**What to work on**
Shift every coordinate in the answer points of the data below by adding 146 to each x and y value, and reproduce all the other lines unchanged.

-------- Data shown

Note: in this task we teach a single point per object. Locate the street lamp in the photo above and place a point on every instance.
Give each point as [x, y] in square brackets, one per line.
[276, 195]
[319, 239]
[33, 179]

----------------

**Written solution**
Note: in this task we teach a single point per object. Locate the street lamp in the photo above and place a point on every instance.
Give each point as [x, y] in square brackets, one per line.
[422, 341]
[465, 385]
[179, 325]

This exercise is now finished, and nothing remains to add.